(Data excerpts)
☆ ☆ ☆ ☆
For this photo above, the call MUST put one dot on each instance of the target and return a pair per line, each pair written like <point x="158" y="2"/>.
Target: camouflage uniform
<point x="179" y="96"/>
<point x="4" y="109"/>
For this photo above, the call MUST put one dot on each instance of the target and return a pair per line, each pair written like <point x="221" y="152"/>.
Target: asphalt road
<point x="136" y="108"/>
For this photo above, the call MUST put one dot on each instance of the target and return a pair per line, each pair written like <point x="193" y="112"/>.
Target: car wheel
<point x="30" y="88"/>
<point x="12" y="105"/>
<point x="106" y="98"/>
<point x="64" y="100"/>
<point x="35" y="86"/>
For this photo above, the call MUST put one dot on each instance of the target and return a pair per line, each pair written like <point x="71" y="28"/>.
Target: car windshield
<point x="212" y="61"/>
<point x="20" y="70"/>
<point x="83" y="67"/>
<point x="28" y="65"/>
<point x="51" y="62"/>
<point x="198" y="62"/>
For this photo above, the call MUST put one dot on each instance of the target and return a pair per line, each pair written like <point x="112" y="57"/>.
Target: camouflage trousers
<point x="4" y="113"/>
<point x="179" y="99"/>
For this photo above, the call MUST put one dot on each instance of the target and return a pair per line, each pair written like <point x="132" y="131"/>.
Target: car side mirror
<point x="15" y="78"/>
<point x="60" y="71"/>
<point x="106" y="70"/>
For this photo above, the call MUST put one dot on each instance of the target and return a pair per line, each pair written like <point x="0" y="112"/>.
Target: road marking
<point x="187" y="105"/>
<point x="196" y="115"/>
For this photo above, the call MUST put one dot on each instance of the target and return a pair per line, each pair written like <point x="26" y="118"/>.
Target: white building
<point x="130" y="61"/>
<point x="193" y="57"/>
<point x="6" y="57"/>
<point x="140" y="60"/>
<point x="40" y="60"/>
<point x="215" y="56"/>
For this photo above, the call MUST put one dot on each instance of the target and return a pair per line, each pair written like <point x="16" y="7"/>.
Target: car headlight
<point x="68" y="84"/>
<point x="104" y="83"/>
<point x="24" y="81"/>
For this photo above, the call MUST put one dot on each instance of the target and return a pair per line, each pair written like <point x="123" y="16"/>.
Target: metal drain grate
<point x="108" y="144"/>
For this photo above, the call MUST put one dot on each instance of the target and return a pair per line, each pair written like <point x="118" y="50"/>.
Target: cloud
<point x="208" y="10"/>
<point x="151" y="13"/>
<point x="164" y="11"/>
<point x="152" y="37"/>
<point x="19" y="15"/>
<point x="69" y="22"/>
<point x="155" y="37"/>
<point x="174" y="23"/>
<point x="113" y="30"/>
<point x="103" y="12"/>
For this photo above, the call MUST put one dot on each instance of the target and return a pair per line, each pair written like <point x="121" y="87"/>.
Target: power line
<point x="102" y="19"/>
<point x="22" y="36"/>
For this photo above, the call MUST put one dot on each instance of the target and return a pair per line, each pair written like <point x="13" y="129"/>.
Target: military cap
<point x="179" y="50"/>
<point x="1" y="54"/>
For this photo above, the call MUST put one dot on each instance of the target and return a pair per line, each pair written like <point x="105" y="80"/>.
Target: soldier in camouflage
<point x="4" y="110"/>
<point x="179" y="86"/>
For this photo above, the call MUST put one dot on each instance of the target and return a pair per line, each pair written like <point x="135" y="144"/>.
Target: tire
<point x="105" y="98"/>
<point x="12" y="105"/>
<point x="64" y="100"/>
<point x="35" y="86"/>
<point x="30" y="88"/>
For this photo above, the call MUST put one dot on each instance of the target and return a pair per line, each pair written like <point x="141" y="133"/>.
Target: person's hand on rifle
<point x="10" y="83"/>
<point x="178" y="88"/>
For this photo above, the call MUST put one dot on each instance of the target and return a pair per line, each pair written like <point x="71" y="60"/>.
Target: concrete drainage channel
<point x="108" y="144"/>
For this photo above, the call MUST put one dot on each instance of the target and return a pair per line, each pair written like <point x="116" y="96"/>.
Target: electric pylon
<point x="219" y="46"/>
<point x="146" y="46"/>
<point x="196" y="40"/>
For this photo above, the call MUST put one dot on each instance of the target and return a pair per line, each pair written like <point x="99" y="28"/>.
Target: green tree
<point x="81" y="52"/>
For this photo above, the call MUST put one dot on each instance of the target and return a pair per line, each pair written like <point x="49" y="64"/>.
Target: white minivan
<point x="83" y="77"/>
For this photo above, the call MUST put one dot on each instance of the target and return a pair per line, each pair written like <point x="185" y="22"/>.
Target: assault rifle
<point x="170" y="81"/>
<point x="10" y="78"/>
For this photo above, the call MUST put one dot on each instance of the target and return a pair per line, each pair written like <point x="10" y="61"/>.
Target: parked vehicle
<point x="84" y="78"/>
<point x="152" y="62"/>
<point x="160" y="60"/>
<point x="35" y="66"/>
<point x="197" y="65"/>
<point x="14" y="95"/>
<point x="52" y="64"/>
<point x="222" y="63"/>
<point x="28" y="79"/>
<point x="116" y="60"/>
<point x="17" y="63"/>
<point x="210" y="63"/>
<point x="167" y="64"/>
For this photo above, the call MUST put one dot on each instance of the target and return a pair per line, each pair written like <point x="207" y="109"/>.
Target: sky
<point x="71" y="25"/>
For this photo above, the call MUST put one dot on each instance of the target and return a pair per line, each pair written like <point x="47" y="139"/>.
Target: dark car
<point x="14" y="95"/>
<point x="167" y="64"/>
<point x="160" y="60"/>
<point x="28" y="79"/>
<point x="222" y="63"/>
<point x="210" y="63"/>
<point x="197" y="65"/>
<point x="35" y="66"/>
☆ ☆ ☆ ☆
--- WHAT THIS TASK INVOLVES ---
What you return should match every line above exactly.

--- EXPECTED OUTPUT ---
For this photo above, the call MUST put one dot on each instance of the target and return a pair per line, each pair written like <point x="158" y="2"/>.
Target: camouflage uniform
<point x="179" y="96"/>
<point x="4" y="109"/>
For this photo above, the call MUST put one dot on each instance of the target and return a pair per line, each pair written like <point x="221" y="152"/>.
Target: asphalt road
<point x="136" y="108"/>
For this photo above, the call MUST put one dot on each instance of the target and return a pair per line, each pair written like <point x="193" y="112"/>.
Target: car wheel
<point x="30" y="88"/>
<point x="12" y="105"/>
<point x="106" y="98"/>
<point x="64" y="100"/>
<point x="35" y="86"/>
For this photo above, the call MUST put one dot on each instance of the target and return a pair per line, each pair written like <point x="71" y="28"/>.
Target: car windshield
<point x="212" y="61"/>
<point x="20" y="70"/>
<point x="83" y="67"/>
<point x="28" y="65"/>
<point x="51" y="62"/>
<point x="198" y="62"/>
For this photo above, the call MUST put one dot on each instance of the target and return a pair per line, each pair written like <point x="112" y="57"/>.
Target: camouflage trousers
<point x="4" y="113"/>
<point x="179" y="99"/>
For this photo above, the call MUST put one dot on each instance of the target and return a pair per line, each pair written like <point x="132" y="131"/>.
Target: car side mirror
<point x="15" y="78"/>
<point x="60" y="71"/>
<point x="106" y="70"/>
For this photo above, the call MUST put one dot on each instance of the target and return a pair per line, each pair written like <point x="0" y="112"/>.
Target: road marking
<point x="187" y="105"/>
<point x="196" y="115"/>
For this photo above, the call MUST put one dot on each instance of the target and return a pair per line, each pair written like <point x="26" y="118"/>.
Target: white building
<point x="130" y="61"/>
<point x="193" y="57"/>
<point x="6" y="57"/>
<point x="140" y="60"/>
<point x="40" y="60"/>
<point x="215" y="56"/>
For this photo above, the call MUST put one dot on each instance of the target and return a pair per line, each pair written like <point x="16" y="7"/>.
Target: car headlight
<point x="68" y="84"/>
<point x="104" y="83"/>
<point x="24" y="81"/>
For this photo above, the call MUST put one dot on each instance of the target and return a pair per line, each pair written like <point x="123" y="16"/>.
Target: metal drain grate
<point x="108" y="144"/>
For this photo above, the call MUST put one dot on each instance of the target and return a pair per line, each pair written like <point x="118" y="50"/>.
Target: cloud
<point x="208" y="10"/>
<point x="151" y="13"/>
<point x="164" y="11"/>
<point x="152" y="37"/>
<point x="19" y="15"/>
<point x="69" y="22"/>
<point x="155" y="37"/>
<point x="174" y="23"/>
<point x="113" y="30"/>
<point x="103" y="12"/>
For this photo above, the call MUST put one dot on each instance of the target and return a pair per line, each pair written like <point x="121" y="87"/>.
Target: power line
<point x="102" y="19"/>
<point x="22" y="36"/>
For this photo above, the call MUST put one dot on each instance of the target and return a pair per line, each pair written like <point x="13" y="129"/>.
Target: military cap
<point x="179" y="50"/>
<point x="1" y="54"/>
For this photo above, the call MUST put one dot on each instance of the target and return a pair per line, each pair written like <point x="105" y="80"/>.
Target: soldier in camouflage
<point x="4" y="110"/>
<point x="179" y="86"/>
For this photo above, the call MUST put one dot on each instance of the target and return a pair per line, each pair written like <point x="135" y="144"/>.
Target: tire
<point x="105" y="98"/>
<point x="12" y="105"/>
<point x="64" y="100"/>
<point x="35" y="86"/>
<point x="30" y="88"/>
For this photo above, the call MUST put one dot on each instance of the target and return a pair per line, each pair written like <point x="141" y="133"/>.
Target: person's hand on rifle
<point x="10" y="83"/>
<point x="178" y="88"/>
For this photo above, the call MUST put one dot on each instance of the target and return a pair per line, each pair written like <point x="71" y="60"/>.
Target: concrete drainage channel
<point x="108" y="144"/>
For this photo above, the call MUST put one dot on each instance of the target and return a pair per line, each pair written like <point x="116" y="96"/>.
Target: electric pylon
<point x="219" y="46"/>
<point x="146" y="46"/>
<point x="196" y="40"/>
For this photo above, the call MUST put one dot on each instance of the target and return a pair per line, each pair written like <point x="99" y="28"/>.
Target: green tree
<point x="81" y="52"/>
For this photo above, the call MUST put one dot on each instance of the target and return a pair per line, each pair written like <point x="49" y="64"/>.
Target: white minivan
<point x="83" y="77"/>
For this photo above, the call MUST put one dot on each instance of the target and return a pair per line, each pair written like <point x="185" y="22"/>.
Target: assault rifle
<point x="170" y="81"/>
<point x="10" y="78"/>
For this photo above, the call MUST put one dot on each instance of the target and return a pair per line, each pair written like <point x="10" y="61"/>.
Target: parked vehicle
<point x="84" y="78"/>
<point x="152" y="62"/>
<point x="160" y="60"/>
<point x="35" y="66"/>
<point x="197" y="65"/>
<point x="14" y="95"/>
<point x="52" y="64"/>
<point x="222" y="63"/>
<point x="28" y="79"/>
<point x="116" y="60"/>
<point x="17" y="63"/>
<point x="210" y="63"/>
<point x="167" y="64"/>
For this photo above, the call MUST put one dot on each instance of the target and return a pair per line, each pair written like <point x="207" y="109"/>.
Target: sky
<point x="71" y="25"/>
For this photo above, the call MUST put one dot on each instance of the target and return a pair per line, each pair written like <point x="47" y="139"/>.
Target: dark car
<point x="14" y="95"/>
<point x="167" y="64"/>
<point x="160" y="60"/>
<point x="28" y="79"/>
<point x="222" y="63"/>
<point x="210" y="63"/>
<point x="197" y="65"/>
<point x="35" y="66"/>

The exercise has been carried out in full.